**Task requirements**
Copy the data below word for word, leaving out the pictures.

**Data to process**
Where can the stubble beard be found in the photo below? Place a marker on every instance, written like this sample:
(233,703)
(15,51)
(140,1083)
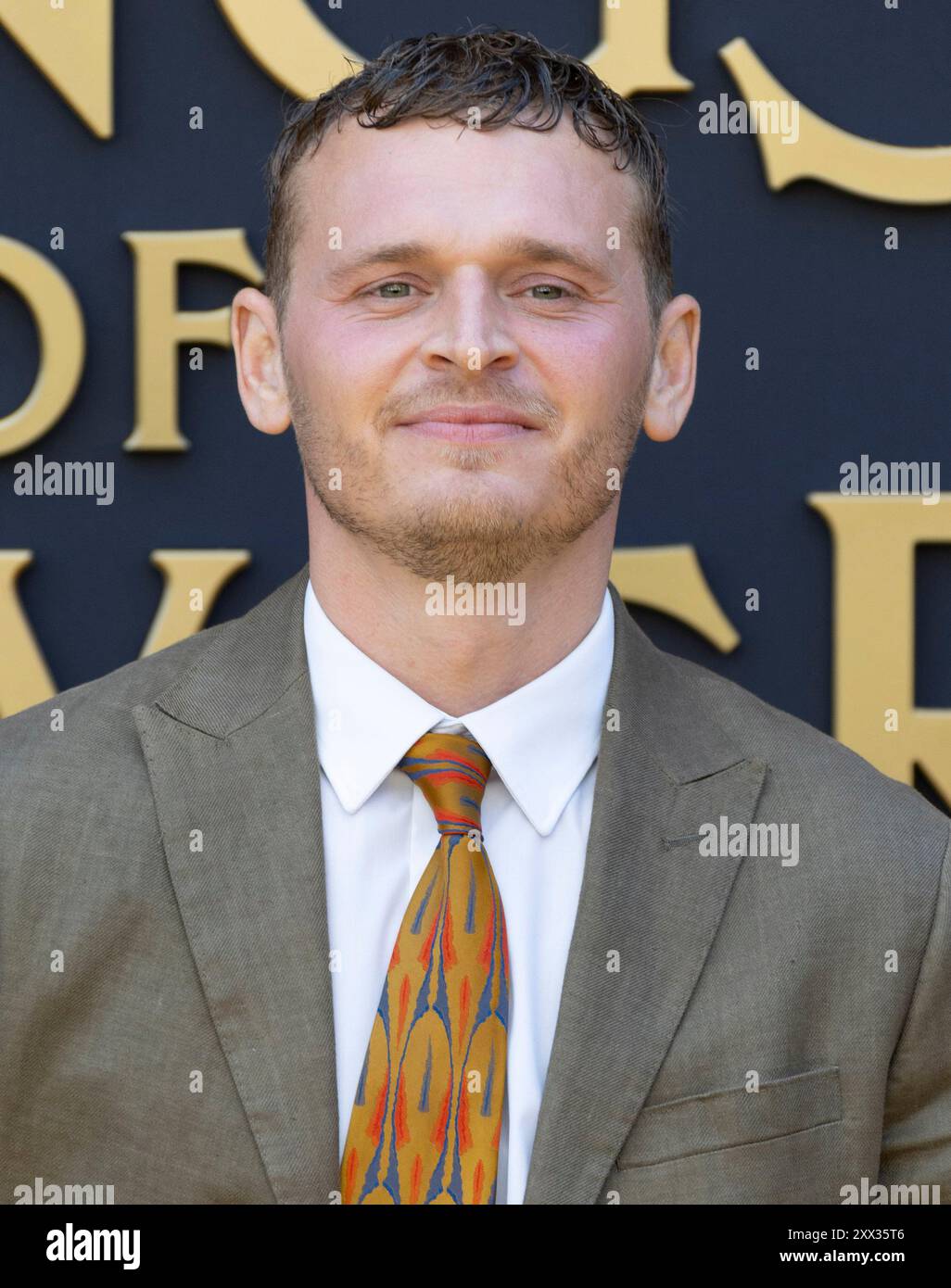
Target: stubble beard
(475,538)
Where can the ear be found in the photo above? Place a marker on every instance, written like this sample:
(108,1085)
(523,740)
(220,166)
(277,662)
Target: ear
(674,372)
(257,343)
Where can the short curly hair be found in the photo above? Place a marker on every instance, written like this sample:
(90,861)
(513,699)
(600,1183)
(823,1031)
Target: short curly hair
(443,78)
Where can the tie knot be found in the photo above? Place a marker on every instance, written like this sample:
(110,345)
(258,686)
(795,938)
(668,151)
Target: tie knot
(451,769)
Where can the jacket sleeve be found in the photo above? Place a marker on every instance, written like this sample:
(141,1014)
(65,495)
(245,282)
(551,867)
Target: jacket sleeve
(917,1131)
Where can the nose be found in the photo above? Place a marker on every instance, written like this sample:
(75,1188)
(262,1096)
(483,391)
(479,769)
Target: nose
(469,327)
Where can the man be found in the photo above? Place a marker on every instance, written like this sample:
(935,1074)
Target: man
(431,880)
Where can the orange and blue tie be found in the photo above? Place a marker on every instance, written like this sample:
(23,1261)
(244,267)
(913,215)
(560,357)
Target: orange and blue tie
(426,1116)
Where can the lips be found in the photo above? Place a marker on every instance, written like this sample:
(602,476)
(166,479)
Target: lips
(478,424)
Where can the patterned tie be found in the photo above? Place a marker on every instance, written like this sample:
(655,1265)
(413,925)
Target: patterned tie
(426,1116)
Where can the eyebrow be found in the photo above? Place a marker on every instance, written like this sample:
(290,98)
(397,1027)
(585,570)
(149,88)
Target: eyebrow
(534,248)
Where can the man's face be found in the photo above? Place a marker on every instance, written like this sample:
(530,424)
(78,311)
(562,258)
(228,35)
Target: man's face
(482,304)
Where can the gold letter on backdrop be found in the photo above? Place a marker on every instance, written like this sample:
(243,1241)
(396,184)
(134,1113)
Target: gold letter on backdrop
(160,327)
(834,156)
(62,343)
(670,580)
(291,44)
(187,572)
(874,538)
(72,46)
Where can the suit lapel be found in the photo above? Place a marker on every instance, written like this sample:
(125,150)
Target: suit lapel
(232,760)
(647,915)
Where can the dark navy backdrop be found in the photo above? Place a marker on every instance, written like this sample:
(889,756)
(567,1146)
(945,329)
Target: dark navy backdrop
(854,339)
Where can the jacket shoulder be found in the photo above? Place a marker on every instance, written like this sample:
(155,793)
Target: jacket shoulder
(95,734)
(809,768)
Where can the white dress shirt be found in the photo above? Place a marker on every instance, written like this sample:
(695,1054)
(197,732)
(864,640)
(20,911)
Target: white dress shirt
(379,834)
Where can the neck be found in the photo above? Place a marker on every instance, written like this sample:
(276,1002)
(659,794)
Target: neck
(455,661)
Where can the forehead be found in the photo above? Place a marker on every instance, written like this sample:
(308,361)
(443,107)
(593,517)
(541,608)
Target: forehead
(452,183)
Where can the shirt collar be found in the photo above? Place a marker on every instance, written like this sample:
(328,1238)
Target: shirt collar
(541,739)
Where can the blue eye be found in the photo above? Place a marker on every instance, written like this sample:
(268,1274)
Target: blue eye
(553,286)
(383,286)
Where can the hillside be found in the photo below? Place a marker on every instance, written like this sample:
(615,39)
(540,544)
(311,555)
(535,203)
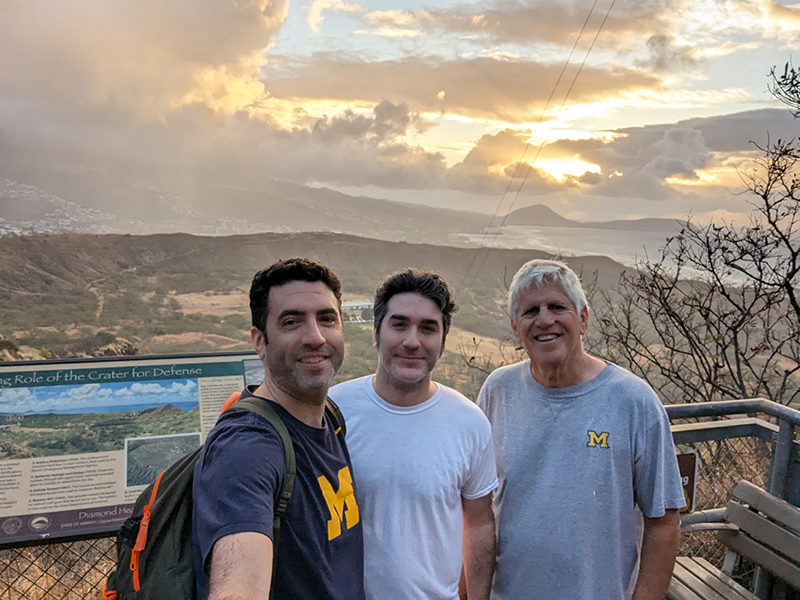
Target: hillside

**Exercise response**
Where can the stubble beard be found in the photo below? Place a marker on every instance, written like this sample:
(233,703)
(15,51)
(140,1083)
Target: stubble beard
(475,538)
Where can the ear be found in the photo above? Place a marker on every instance, written like this sample:
(108,1085)
(523,740)
(220,166)
(277,662)
Target: ear
(674,372)
(257,343)
Where can the short curly hair be found in the photo above? Place a marker on every instance, written like this sample:
(90,861)
(513,699)
(600,1183)
(823,1031)
Target: short curly hair
(443,78)
Where can the tie knot be found in the photo above? Place a marker on every instance, written like this sample:
(110,345)
(258,686)
(795,938)
(668,151)
Target: tie knot
(451,769)
Where can the jacket sleeve be found in the photo above? Place a marker on every instance, written like this sample:
(141,1014)
(65,495)
(245,282)
(551,867)
Target: jacket sleeve
(917,1131)
Where can the nose be found in the photo above? Place a marker on every instance, written like this sample:
(75,1188)
(262,1096)
(483,391)
(479,769)
Target: nose
(469,327)
Where can the man be found in the photo above? Place a marker on every instance, written like this sample:
(935,1074)
Target: man
(431,880)
Where can the orange and blue tie be found in the photo above? Place a marker on every instance, written like this sample:
(23,1261)
(244,267)
(913,215)
(560,357)
Target: orange and blue tie
(426,1116)
Where can the lips be found in the photo above? Place a marker on every instance, written like this sample:
(602,476)
(166,479)
Target: lips
(478,424)
Where can the patterned tie be found in the photo above? Place a marker on every instance, written like this sample:
(655,1265)
(413,925)
Target: patterned tie
(426,1116)
Where can the eyebrow be found in the photo above? Place a marker on every instance, written like this sample:
(290,98)
(397,1027)
(585,570)
(149,88)
Target: eyebrow
(534,248)
Where can the man's face be found in the photo above? Place a marker on every instance, written like this sample:
(530,424)
(78,311)
(562,258)
(228,35)
Target: man's face
(482,304)
Where can the gold letter on backdrop be found in the photo above? Place a marker on every instance, written like this sample:
(243,1241)
(396,184)
(134,1113)
Target: gold letter on backdrop
(160,327)
(834,156)
(62,343)
(670,580)
(291,44)
(187,572)
(874,538)
(72,46)
Where can the suit lapel be found in the photo above? Place a marker on every instance, written like this sample:
(125,150)
Target: suit lapel
(232,760)
(647,915)
Where can the dark navy backdrop be found in the photo above? Place a marker on every instance, written like this sample:
(889,756)
(567,1146)
(945,329)
Target: dark navy backdrop
(854,339)
Where can the jacket shoulder be found in the photo above? Place a marker on every instance, written like this sample:
(155,793)
Target: jacket shoulder
(95,734)
(809,768)
Where can the white dress shirt be found in the photo above? Place a marker on every instance, written like this sample:
(695,1054)
(197,732)
(864,640)
(20,911)
Target: white dress shirt
(379,834)
Where can the neck be found in the photo above? Place a marker on every instance, written like this sample:
(276,1002)
(659,794)
Target: neck
(455,661)
Where can the forehead be found in the photo above? Place a marker on every instance, written like this sample:
(308,361)
(443,107)
(593,517)
(541,608)
Target: forehead
(452,183)
Where can the shirt collar be found in the photo above? Place a marker on every instance, written like this sample:
(328,1238)
Target: shirt collar
(541,739)
Where can the blue eye be found in the photo above? Place a marker on every instance, written like this sample:
(268,1274)
Target: blue eye
(553,286)
(383,286)
Where can the hillside be found in the photo below? Place a marker on every instance, written like this sample:
(615,39)
(540,544)
(311,555)
(535,203)
Target: hillside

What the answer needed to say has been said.